DIRECTIONS FOR THIS TASK.
Where in the data below does the word "marble" appear? Copy every line that has it.

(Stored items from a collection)
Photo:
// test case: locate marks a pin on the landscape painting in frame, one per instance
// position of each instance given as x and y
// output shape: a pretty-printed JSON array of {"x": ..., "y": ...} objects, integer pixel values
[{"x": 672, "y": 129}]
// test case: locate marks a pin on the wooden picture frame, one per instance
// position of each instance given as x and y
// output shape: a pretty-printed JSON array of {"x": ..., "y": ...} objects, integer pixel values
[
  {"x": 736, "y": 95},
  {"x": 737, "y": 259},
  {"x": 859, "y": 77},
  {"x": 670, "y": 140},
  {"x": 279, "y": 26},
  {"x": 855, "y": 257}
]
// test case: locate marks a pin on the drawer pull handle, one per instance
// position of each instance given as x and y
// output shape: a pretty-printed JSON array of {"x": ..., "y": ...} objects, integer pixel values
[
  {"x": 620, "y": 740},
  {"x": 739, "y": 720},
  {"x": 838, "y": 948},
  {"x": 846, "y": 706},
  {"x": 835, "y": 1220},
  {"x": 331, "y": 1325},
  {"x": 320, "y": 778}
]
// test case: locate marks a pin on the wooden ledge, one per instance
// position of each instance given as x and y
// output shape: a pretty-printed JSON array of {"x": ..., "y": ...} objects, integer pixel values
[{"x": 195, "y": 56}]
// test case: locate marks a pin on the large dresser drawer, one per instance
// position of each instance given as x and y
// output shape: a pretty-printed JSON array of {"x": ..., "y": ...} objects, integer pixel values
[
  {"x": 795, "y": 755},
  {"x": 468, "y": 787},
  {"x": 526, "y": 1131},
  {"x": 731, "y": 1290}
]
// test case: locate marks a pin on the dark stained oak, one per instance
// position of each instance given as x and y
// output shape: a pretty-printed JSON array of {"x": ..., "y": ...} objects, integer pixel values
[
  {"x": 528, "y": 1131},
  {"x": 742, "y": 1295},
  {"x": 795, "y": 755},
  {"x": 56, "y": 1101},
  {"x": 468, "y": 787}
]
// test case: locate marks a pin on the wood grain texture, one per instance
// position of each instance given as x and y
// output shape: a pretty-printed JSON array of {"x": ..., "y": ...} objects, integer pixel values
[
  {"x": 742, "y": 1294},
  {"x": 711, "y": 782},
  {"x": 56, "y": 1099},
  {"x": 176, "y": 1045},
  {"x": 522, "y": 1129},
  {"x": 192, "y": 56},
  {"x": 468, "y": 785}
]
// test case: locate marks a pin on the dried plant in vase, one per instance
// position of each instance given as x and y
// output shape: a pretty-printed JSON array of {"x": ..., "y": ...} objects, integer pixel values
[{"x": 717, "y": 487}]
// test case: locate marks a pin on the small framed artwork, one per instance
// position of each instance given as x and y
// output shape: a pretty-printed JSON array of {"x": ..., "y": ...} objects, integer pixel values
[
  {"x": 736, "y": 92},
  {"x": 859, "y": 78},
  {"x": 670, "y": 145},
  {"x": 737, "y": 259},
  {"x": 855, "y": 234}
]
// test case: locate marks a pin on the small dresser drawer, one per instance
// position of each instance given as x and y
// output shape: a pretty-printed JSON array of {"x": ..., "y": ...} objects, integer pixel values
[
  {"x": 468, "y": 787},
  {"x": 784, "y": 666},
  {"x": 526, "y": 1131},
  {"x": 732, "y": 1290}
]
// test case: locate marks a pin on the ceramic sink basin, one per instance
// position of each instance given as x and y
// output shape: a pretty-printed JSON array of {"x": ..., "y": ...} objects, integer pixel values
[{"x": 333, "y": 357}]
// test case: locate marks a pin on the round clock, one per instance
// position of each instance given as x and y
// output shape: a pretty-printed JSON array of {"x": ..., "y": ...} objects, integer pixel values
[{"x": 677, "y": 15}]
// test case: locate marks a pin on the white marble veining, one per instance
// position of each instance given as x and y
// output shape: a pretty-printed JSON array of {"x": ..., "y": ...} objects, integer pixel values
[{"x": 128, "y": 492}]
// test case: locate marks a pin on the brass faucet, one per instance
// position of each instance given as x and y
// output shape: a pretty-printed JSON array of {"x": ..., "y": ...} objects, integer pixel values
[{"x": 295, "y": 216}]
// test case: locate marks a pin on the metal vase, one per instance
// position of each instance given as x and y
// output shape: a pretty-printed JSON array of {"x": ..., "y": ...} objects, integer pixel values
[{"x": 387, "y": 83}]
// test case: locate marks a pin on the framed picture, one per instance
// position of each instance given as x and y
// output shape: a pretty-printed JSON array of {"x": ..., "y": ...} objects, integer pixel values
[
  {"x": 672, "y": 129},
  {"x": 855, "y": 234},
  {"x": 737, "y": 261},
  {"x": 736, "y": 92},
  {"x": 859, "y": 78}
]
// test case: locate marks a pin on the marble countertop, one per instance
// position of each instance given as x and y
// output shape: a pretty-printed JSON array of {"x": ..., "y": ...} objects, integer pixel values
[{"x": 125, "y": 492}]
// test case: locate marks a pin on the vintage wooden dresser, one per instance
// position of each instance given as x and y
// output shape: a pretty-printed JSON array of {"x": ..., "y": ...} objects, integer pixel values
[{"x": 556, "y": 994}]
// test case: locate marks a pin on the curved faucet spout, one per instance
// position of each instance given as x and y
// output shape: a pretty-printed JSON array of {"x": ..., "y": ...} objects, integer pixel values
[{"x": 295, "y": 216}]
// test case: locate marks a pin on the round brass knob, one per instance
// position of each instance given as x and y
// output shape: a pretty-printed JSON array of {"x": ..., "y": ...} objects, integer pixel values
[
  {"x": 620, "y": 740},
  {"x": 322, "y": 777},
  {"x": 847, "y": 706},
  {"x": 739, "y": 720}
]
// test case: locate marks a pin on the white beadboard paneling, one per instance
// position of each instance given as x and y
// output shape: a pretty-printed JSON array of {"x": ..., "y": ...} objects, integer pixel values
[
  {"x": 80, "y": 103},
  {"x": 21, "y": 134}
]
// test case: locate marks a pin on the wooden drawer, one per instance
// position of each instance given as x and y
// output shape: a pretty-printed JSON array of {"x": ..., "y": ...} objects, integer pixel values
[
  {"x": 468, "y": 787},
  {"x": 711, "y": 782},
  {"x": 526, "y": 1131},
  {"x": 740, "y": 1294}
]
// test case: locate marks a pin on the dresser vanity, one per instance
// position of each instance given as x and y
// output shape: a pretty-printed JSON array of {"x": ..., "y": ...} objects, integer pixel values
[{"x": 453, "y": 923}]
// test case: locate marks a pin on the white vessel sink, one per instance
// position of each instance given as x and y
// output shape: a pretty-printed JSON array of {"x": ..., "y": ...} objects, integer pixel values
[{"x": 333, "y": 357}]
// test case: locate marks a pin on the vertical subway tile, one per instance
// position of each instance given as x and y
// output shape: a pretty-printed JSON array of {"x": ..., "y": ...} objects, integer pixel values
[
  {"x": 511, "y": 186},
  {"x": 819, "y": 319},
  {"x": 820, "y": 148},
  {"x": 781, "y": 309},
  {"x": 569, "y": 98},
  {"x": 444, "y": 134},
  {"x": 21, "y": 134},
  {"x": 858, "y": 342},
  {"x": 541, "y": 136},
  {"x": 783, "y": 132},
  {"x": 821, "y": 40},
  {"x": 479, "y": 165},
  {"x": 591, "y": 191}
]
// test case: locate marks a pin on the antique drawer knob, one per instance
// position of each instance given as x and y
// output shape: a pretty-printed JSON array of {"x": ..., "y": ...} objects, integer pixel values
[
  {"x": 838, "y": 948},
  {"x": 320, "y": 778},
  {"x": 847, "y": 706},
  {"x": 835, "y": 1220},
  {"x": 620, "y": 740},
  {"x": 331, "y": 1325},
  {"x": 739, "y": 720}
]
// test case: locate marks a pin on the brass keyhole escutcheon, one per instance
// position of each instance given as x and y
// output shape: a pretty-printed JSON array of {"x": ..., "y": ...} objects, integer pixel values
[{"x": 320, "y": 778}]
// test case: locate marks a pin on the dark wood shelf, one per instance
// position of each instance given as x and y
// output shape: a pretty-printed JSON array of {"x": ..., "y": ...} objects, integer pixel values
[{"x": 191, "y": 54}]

OUTPUT OF THE EXERCISE.
// test case: locate marks a pin on the white marble veining, one per instance
// test case: locate marks a pin on the marble countertop, one per instance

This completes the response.